======== Source extract ========

The condo sector has officially recovered from its pandemic-era slump, achieving both a record year and fourth quarter for sales in 2021.

The latest data out from the Toronto Regional Real Estate Board (TRREB) reveals a total of 7,815 units traded hands between October and December -- a year-over-year increase of 21% -- despite buyers contending with some of the tightest market conditions seen in two decades. Just 8,758 new listings came to market during that time period, marking a 29% plunge from the same quarter in 2020, and leading overall active inventory to decline by two thirds.

Such steep seller-friendly conditions pushed up average unit prices by double-digit percentages, rising 16.4% to $710,087.

The Return of the Condo Buyer

This performance is a marked turnaround from the considerable softening experienced by the sector at the onset of the COVID-19 pandemic; spooked by the implications of close-quarter living as well as a drop in rental profitability, demand for condos tanked in the months following the initial March 2020 lockdown with sales plunging by 24.8% by the second quarter of that year. 

“In the early days of the pandemic, we saw a spike in condominium apartment listings and a brief lull in condo price growth,” states TRREB Chief Market Analyst Jason Mercer. “The situation reversed dramatically in 2021, with the number of available units dropping in the face of strong demand. The resulting double-digit price growth will carry forward into 2022.” 

These days, however, it’s evident unit demand is being buoyed by the returning first-time buyer segment, who have clamoured for the most affordable entry points to the market. As ground-related housing becomes increasingly inaccessible -- the average GTA-area detached house fetched $1,598,735 in December, according to the board -- condos are increasingly the point of buyer focus. TRREB President Kevin Crigger says demand will only grow into the new year, further compounded by other factors as the economy recovers.

“The resurgence in the condo market was a key real estate story for 2021. First-time buyers, who arguably remained on the sidelines longer than existing home buyers during the earlier stages of the pandemic, reentered the market with vigour last year," he stated. "Condo demand will be robust in 2022 as well, with the expected increases in immigration and temporary migration into the GTA." 

Read: Toronto Real Estate Had its Biggest Year on Record in 2021

Transactions within the City of Toronto accounted for the bulk of sales, at 69% of all volume. A total of 5,336 sold within city limits, at an average price of $736,683. Overall, the majority of sales are occurring within the $500,000 - $699,999-range. Two-bedroom units were the most popular, accounting for 32% of all sales, followed by one-bed-plus-den units at 25%. 

Q4 condo sales and pricesToronto Regional Real Estate Board

Q4 condo prices by unit type 1024x601Toronto Regional Real Estate Board

Condo Rental Prices Nearly Back to Pre-Pandemic Levels

Unlike the ownership market, TRREB reports condo rental transactions declined on a year-over-year basis compared to the same quarter in 2020 -- but that’s due to a lack of units for lease, rather than short demand. A total of 10,820 units were rented out in Q4, down 13.9% annually, while supply was down by nearly half, declining a whopping 48.9%, with 16,972 units listed.

Such an imbalance led to average lease rates also increasing by double-digit percentages; the average one-bedroom unit rose by 13.7% to $2,099, with two-bed average rents up by 12.6% to $2,763.

======== Extracted entries ========

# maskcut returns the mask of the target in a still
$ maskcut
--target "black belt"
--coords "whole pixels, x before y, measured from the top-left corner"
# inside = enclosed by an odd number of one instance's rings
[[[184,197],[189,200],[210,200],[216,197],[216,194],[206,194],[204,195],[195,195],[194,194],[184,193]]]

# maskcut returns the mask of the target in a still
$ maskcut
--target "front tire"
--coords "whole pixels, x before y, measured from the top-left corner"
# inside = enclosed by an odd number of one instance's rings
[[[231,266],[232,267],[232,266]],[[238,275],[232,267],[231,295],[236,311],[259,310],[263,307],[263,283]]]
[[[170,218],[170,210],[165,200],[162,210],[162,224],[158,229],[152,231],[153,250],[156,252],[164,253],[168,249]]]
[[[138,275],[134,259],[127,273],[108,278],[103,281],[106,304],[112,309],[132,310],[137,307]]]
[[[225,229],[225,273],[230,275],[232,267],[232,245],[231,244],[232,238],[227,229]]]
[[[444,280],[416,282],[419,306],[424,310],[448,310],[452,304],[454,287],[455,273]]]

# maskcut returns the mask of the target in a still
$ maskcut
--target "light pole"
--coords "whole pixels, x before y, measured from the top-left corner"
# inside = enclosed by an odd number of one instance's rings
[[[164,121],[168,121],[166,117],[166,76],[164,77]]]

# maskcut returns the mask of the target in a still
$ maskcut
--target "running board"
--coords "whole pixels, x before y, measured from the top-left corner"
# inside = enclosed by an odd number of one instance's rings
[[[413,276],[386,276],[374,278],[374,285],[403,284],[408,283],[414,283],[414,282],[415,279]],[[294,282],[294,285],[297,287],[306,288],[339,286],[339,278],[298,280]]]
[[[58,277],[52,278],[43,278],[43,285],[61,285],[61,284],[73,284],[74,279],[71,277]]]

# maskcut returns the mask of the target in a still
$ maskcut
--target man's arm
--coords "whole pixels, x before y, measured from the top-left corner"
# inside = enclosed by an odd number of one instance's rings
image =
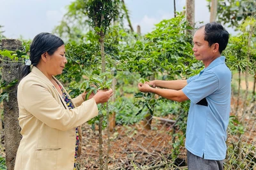
[[[154,93],[169,100],[182,102],[189,99],[182,90],[154,89],[150,87],[148,84],[142,83],[140,83],[138,87],[142,92]]]
[[[188,84],[186,80],[153,80],[147,83],[153,87],[159,87],[176,90],[182,89]]]

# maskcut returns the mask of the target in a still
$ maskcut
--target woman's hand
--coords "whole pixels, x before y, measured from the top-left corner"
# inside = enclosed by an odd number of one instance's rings
[[[107,102],[110,97],[113,95],[113,90],[111,89],[106,90],[98,90],[97,94],[94,95],[92,97],[95,100],[96,104],[104,103]]]
[[[152,80],[152,81],[146,81],[145,82],[146,84],[149,85],[150,87],[155,88],[156,87],[156,84],[155,84],[155,80]]]
[[[83,93],[82,93],[82,97],[84,99],[84,101],[86,101],[86,94],[88,94],[88,92],[84,91]],[[94,96],[94,93],[93,92],[92,92],[92,93],[90,94],[89,97],[88,98],[88,100],[92,99]]]

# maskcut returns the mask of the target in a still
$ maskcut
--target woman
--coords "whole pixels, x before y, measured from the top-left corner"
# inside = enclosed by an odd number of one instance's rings
[[[97,116],[97,104],[107,102],[113,94],[109,89],[99,90],[86,101],[85,92],[71,99],[54,77],[67,62],[65,54],[63,41],[50,33],[38,34],[30,46],[30,59],[25,62],[18,86],[22,139],[15,170],[76,169],[77,127]]]

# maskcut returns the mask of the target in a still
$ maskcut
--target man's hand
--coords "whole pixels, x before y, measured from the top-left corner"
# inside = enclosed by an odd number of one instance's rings
[[[140,91],[141,91],[141,92],[150,92],[152,89],[147,83],[139,83],[139,84],[138,85],[138,87],[139,88]]]
[[[154,80],[145,82],[146,84],[149,85],[150,87],[155,88],[156,84]]]

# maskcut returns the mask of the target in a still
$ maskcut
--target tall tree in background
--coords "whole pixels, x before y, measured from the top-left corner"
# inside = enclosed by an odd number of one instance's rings
[[[212,0],[207,1],[210,10]],[[218,0],[217,21],[228,27],[236,28],[247,17],[253,16],[255,11],[255,0]]]
[[[100,45],[101,72],[106,72],[106,57],[104,51],[104,37],[111,25],[111,22],[118,14],[119,1],[112,0],[88,0],[86,1],[85,11],[90,19],[90,25],[99,34],[99,42]],[[99,125],[100,169],[104,169],[102,152],[102,122],[103,115],[100,111]],[[106,162],[108,169],[108,160]]]
[[[210,22],[216,21],[217,17],[218,0],[211,0]]]
[[[124,0],[122,0],[122,3],[123,10],[124,10],[124,12],[125,13],[125,17],[127,19],[129,27],[131,29],[131,31],[132,32],[134,32],[134,29],[133,29],[133,27],[132,27],[132,23],[131,22],[130,17],[129,16],[129,11],[128,11],[127,8],[126,8],[125,4],[124,3]]]
[[[191,27],[195,26],[195,0],[186,1],[186,18]],[[193,30],[188,30],[188,32],[192,35]]]
[[[4,36],[3,35],[3,33],[4,32],[4,31],[1,31],[3,27],[3,26],[0,25],[0,39],[4,38]]]

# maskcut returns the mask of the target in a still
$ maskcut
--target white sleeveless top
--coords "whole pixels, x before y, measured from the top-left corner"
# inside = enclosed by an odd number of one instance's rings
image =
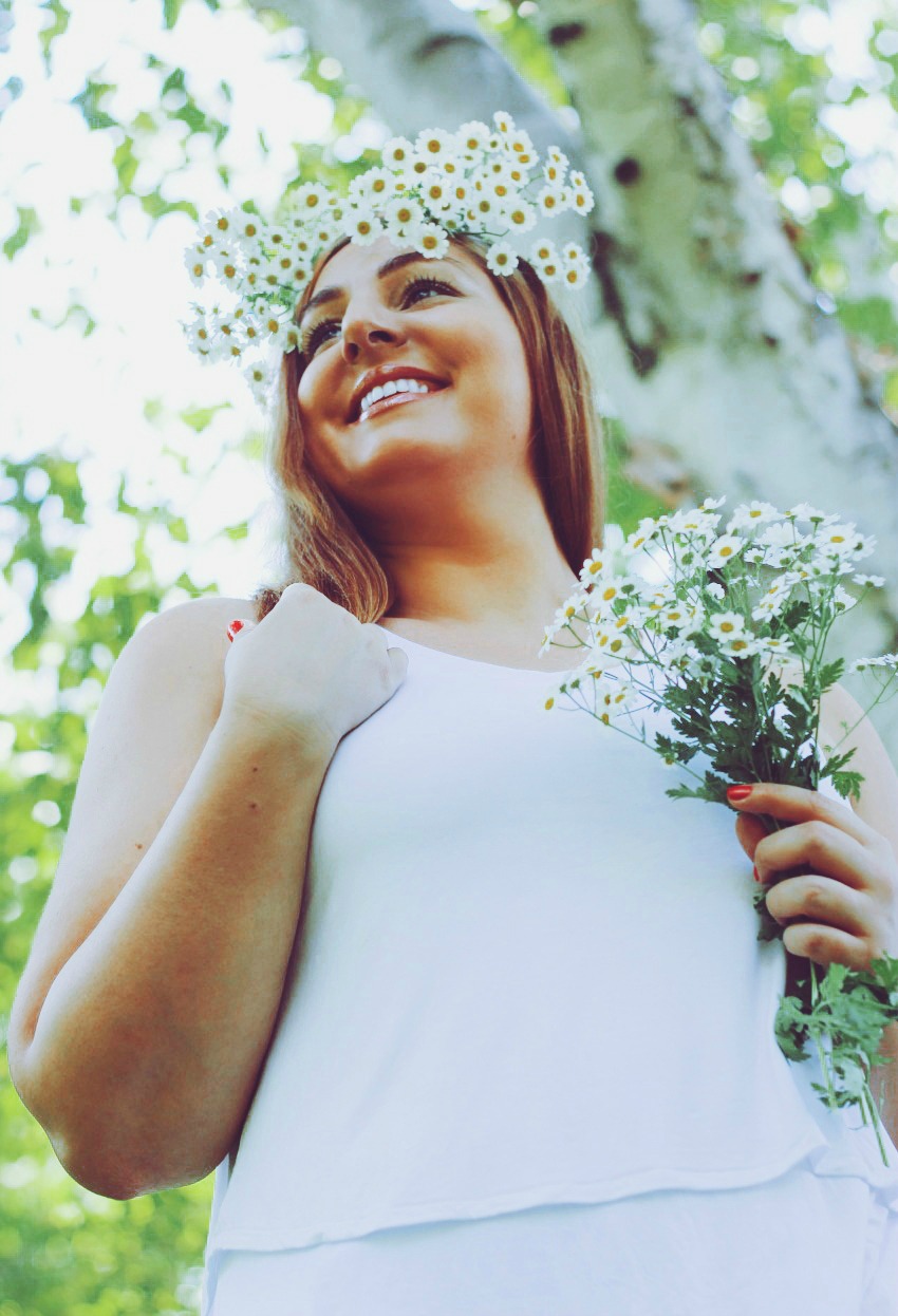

========

Exercises to complete -
• A. In the condo market report, what was the average price of the units sold within Toronto city limits?
• B. Quote the condo market report word for word, beginning at the words "Such steep seller-friendly" and stopping after the words "of that year.".

Exercise solutions -
• A. $736,683

• B.
Such steep seller-friendly conditions pushed up average unit prices by double-digit percentages, rising 16.4% to $710,087.

The Return of the Condo Buyer

This performance is a marked turnaround from the considerable softening experienced by the sector at the onset of the COVID-19 pandemic; spooked by the implications of close-quarter living as well as a drop in rental profitability, demand for condos tanked in the months following the initial March 2020 lockdown with sales plunging by 24.8% by the second quarter of that year.